Materials provided

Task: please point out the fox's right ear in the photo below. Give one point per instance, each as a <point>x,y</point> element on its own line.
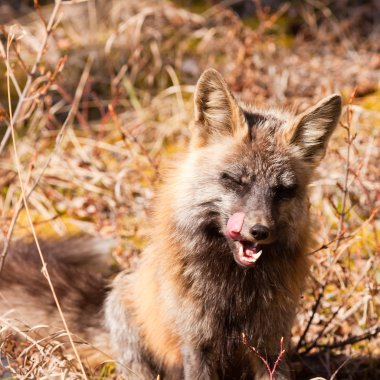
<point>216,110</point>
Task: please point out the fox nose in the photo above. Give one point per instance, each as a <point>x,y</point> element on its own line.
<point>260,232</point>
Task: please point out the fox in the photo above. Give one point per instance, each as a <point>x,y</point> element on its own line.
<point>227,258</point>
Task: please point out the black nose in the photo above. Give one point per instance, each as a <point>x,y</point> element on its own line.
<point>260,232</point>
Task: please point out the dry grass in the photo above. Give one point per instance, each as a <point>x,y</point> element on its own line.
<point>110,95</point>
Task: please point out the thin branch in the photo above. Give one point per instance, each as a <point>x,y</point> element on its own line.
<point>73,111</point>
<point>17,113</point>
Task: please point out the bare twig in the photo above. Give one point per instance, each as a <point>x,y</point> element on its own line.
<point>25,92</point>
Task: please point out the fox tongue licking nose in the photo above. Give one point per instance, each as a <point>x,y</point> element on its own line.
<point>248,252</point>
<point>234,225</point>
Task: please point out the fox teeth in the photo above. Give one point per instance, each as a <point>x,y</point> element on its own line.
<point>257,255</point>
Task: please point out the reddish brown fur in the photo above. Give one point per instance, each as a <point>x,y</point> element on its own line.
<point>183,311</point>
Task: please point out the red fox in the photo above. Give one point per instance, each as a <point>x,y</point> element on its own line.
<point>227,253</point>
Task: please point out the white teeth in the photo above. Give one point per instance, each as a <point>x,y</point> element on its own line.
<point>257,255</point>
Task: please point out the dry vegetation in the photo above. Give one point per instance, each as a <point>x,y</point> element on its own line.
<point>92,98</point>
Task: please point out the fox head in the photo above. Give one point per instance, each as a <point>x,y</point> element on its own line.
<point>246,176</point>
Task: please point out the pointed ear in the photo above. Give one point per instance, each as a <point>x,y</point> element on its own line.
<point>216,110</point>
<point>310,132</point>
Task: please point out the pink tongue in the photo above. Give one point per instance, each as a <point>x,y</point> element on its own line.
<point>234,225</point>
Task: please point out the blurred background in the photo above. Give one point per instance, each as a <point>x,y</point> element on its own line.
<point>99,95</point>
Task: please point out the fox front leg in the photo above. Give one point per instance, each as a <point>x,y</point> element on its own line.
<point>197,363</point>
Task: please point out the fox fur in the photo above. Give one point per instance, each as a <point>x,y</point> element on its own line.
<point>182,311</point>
---
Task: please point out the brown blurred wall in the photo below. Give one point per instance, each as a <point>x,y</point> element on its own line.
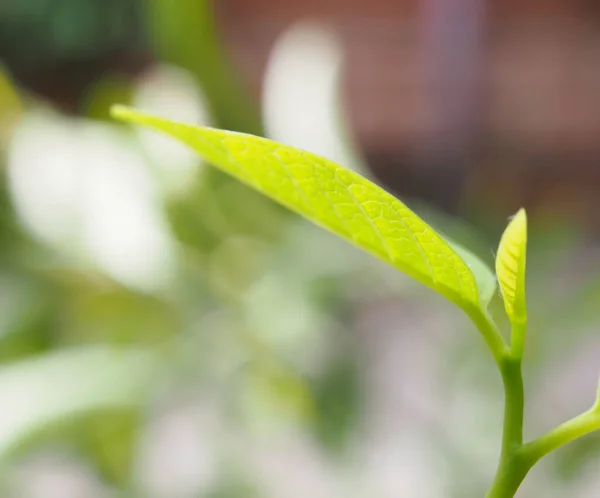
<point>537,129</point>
---
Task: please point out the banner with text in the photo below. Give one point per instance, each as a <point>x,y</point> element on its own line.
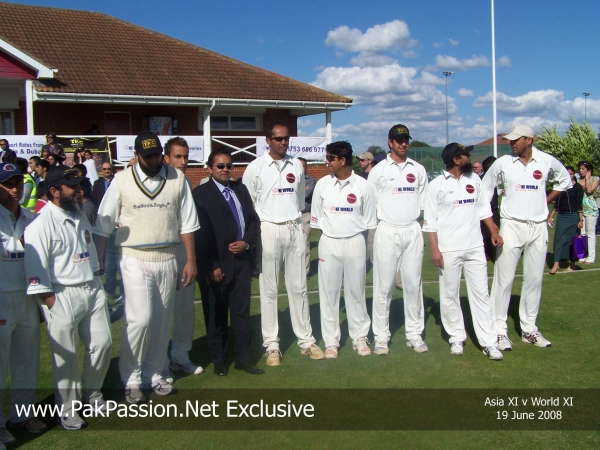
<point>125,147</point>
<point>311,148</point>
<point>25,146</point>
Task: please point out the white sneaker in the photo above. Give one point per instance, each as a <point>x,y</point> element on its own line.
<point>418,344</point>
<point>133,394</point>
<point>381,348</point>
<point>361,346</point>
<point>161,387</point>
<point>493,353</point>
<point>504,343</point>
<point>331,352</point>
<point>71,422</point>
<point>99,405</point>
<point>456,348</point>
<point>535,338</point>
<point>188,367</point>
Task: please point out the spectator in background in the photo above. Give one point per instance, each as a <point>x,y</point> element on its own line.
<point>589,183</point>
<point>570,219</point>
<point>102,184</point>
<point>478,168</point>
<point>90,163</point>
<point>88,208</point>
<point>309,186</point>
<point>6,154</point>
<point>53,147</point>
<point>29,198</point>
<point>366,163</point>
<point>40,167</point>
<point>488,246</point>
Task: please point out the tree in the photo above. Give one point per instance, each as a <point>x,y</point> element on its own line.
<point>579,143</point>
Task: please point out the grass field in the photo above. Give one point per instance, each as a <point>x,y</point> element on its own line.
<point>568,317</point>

Set problem
Rewrite the records starting at the line containing "Task: please point out the banner" and ending at the line containing "<point>188,367</point>", swapping "sneaker" for "shoe" and keeping everything else the same. Leave the picture out of your answer.

Worked solution
Task: please point out the banner with text in the photo below. Give one point per instance, each as a <point>x,y</point> element on its own line.
<point>125,147</point>
<point>311,148</point>
<point>25,146</point>
Task: please point out the white shoe in the photo above. Give one point per instance, each as a <point>x,y</point> element on its own line.
<point>418,344</point>
<point>133,394</point>
<point>381,348</point>
<point>361,346</point>
<point>161,387</point>
<point>493,353</point>
<point>504,343</point>
<point>331,352</point>
<point>71,422</point>
<point>99,405</point>
<point>456,348</point>
<point>535,338</point>
<point>188,367</point>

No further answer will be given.